Please copy the material below line for line, leaving out the pictures.
— begin MATERIALS PROVIDED —
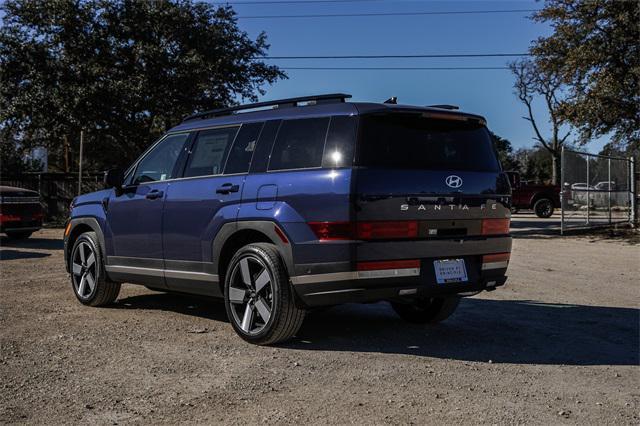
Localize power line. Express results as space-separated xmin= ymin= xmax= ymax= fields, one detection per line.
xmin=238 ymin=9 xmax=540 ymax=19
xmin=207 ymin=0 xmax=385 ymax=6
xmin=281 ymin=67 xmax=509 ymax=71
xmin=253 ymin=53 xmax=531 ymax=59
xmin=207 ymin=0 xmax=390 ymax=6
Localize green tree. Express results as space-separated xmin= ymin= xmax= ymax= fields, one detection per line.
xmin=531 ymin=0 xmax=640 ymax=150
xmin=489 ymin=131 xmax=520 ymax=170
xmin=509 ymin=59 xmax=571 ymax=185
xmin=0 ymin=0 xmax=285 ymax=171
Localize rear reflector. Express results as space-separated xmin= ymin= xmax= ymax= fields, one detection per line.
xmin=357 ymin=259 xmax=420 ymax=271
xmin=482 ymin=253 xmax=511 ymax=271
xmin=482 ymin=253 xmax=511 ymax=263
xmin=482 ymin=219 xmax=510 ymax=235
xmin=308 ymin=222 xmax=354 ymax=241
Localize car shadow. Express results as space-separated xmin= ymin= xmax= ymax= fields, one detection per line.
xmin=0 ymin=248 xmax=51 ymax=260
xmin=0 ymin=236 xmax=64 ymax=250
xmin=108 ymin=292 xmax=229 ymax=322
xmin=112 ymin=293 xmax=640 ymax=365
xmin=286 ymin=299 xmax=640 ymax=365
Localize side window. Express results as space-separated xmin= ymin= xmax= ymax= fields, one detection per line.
— end MATERIALS PROVIDED —
▸ FULL RESPONSE
Localize power line. Express results as space-separated xmin= ymin= xmax= ymax= fields, one detection per line.
xmin=238 ymin=9 xmax=540 ymax=19
xmin=207 ymin=0 xmax=385 ymax=6
xmin=281 ymin=67 xmax=509 ymax=71
xmin=253 ymin=53 xmax=531 ymax=59
xmin=207 ymin=0 xmax=390 ymax=6
Localize green tree. Express results as space-separated xmin= ymin= xmax= ymax= fields, one detection per line.
xmin=531 ymin=0 xmax=640 ymax=150
xmin=489 ymin=131 xmax=520 ymax=170
xmin=509 ymin=59 xmax=571 ymax=185
xmin=0 ymin=0 xmax=285 ymax=171
Localize rear reflector. Express results as space-separated xmin= ymin= xmax= ymax= fields, one detection per line.
xmin=357 ymin=259 xmax=420 ymax=271
xmin=482 ymin=253 xmax=511 ymax=271
xmin=482 ymin=253 xmax=511 ymax=263
xmin=482 ymin=219 xmax=510 ymax=235
xmin=308 ymin=222 xmax=354 ymax=241
Localize car shadow. Express results as space-separated xmin= ymin= xmax= ymax= fields, one detection per line.
xmin=0 ymin=248 xmax=51 ymax=260
xmin=0 ymin=236 xmax=64 ymax=250
xmin=108 ymin=292 xmax=229 ymax=322
xmin=112 ymin=293 xmax=640 ymax=365
xmin=286 ymin=299 xmax=640 ymax=365
Localize side window. Express results as space-separated xmin= ymin= xmax= ymax= fields, one detection per line.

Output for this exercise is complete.